Text section:

[Start of section]

Frazier has so much power because his swing is very short and very fast.

"Frazier has a rocking body load and he doesn't have a lot of separation, but the biggest thing is it's so short and so direct and so compact—that's how he does so much damage," the crosschecker said. "You see guys with bat speed, but they get long and they get extended too early. This guy is short, direct to the ball. Obviously he has a little different finish, but I think the finish is just the back end. It's about what he does at contact . . . and I dare you to go around the country and find somebody with better bat speed."

Batting practice is nice, but Frazier didn't just put on a clinic at 4 o' clock. He hit two home runs in the game. The first home run impressed even the scouts.

"I was trying to think how many amateur guys I've seen hit balls that far," the crosschecker said. "And there aren't many. I could go back to Pat Burrell. He hit balls a pretty good ways, but they didn't have that kind of quickness off the bat, they were just hit a long ways. Frazier's were hit a long ways and just smoked. They look like they were shot out of a cannon."

Meadows has power too, but is probably more of a 25-home run guy at his peak, as opposed to a 40-home run threat.

"I don't question either of those guys' power," the scouting director said. "That's the least of my worries on those two players."

Advantage: Frazier

These grades are linked, as both players play center field now.

There is some debate here. Both players showed similar raw speed last summer at the East Coast Professional Showcase. Frazier ran the 60-yard dash in 6.60 seconds and Meadows was just a hair behind at 6.64. Since then, Frazier is about 10 pounds lighter than he was in the summer and Meadows gained about 15 pounds.

Scouts will wait to see how each player's speed progresses as they get older, but Meadows is the more instinctual fielder. That should be expected, as he's played center field much longer. Frazier grew up playing shortstop and third base and just moved to center field about a year and a half ago.

"I think Austin has a little better instincts in center than Clint," the area scout said. "And Clint may stay there. The worst-case scenario is that you've got a corner, power bat. I'd run both those guys out in center field."

Some scouts believe Frazier's lack of instincts will force a move to right field—especially if he's more of a 60 runner as he gets older, instead of a 70. Others think Meadows will move to left field because he's already 6-foot-3 and 215 pounds.

"I have a hard time saying Meadows is going to be a middle-of-the-field player," the scouting director said. "Just the size of a kid that age, he's going to get bigger, he's going to get stronger. And it's not like that's a bad thing—you can say that about a lot of guys, but I have a hard time seeing that guy playing center field in the major leagues."

Advantage: Push

Meadows' arm strength was his weakest tool on the summer showcase circuit, but it's gotten better since then.

"It's an average arm and he's worked hard this fall on that," the area scout said. "It's going to be good enough to play where he's going to be."

Frazier has plenty of arm strength. He threw a strike from mid-center field in Loganville's warmups before the game.

"It's definitely a plus arm," the area scout said. "He's got enough arm to play all three outfield spots."

Advantage: Frazier

For all the similarities, there are also plenty of differences. Meadows does everything smooth and easy. Frazier, pardon the pun, plays like his hair is on fire.

"That's how he's been his whole life," the area scout said. "The bigger the stage, the bigger the game, he's just an animal. You could take the top 40 kids in the country and put them in a steel cage and say, 'Who comes out with the baseball will go first,' and I'd bet you that kid would go first. That's just his mentality."

There won't be a steel cage in the MLB Network studio on June 6. Both players are still the cream of the crop and scouts are still divided as to which one will be the better major leaguer.

[End of section]

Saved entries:
[Start of section]

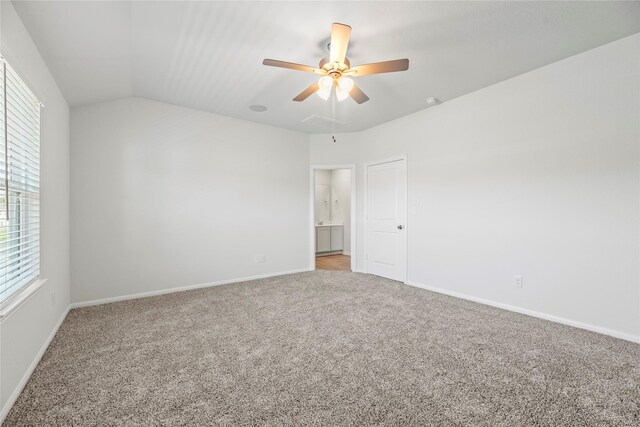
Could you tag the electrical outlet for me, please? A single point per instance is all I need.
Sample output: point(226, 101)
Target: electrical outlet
point(517, 281)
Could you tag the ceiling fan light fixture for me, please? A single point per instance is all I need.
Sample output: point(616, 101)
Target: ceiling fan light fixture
point(344, 86)
point(325, 84)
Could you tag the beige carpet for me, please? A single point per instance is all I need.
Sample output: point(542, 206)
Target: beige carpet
point(325, 348)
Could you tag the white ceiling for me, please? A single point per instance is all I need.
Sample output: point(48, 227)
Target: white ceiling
point(208, 55)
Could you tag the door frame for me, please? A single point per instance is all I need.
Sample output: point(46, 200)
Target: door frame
point(401, 157)
point(312, 220)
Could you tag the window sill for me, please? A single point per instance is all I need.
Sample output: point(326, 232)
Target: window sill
point(16, 301)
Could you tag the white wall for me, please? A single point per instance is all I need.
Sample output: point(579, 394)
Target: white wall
point(535, 176)
point(165, 197)
point(26, 332)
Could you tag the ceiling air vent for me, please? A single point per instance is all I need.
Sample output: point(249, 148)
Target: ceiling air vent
point(322, 121)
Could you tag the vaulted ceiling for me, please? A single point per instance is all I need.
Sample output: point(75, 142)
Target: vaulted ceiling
point(208, 55)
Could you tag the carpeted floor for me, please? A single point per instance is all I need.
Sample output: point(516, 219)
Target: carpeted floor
point(325, 348)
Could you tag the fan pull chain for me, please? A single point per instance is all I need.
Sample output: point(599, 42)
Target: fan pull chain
point(333, 116)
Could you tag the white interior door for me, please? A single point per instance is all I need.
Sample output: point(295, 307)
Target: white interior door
point(386, 215)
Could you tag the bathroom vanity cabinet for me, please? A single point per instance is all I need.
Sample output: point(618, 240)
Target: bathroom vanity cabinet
point(329, 238)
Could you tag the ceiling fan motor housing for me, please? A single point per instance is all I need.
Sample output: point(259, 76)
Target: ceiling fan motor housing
point(333, 69)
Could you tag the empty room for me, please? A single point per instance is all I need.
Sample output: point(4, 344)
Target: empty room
point(389, 213)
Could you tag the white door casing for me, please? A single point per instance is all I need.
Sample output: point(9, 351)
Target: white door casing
point(386, 238)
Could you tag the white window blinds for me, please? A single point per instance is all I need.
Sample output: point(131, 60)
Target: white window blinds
point(19, 183)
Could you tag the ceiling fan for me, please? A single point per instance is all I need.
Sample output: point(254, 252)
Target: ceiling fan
point(336, 69)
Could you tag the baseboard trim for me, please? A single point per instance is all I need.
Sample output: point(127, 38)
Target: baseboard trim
point(182, 288)
point(32, 367)
point(533, 313)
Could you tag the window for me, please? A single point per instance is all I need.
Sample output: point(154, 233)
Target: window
point(19, 183)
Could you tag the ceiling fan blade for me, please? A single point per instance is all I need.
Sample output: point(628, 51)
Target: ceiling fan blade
point(379, 67)
point(340, 34)
point(358, 95)
point(307, 92)
point(291, 66)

[End of section]

Aim of the task: In the scouting comparison of Frazier and Meadows, can you change "summer showcase circuit" to "fall showcase circuit" and give the passage again, starting with "Meadows' arm strength" and going on through "before the game."?

Completed exercise:
Meadows' arm strength was his weakest tool on the fall showcase circuit, but it's gotten better since then.

"It's an average arm and he's worked hard this fall on that," the area scout said. "It's going to be good enough to play where he's going to be."

Frazier has plenty of arm strength. He threw a strike from mid-center field in Loganville's warmups before the game.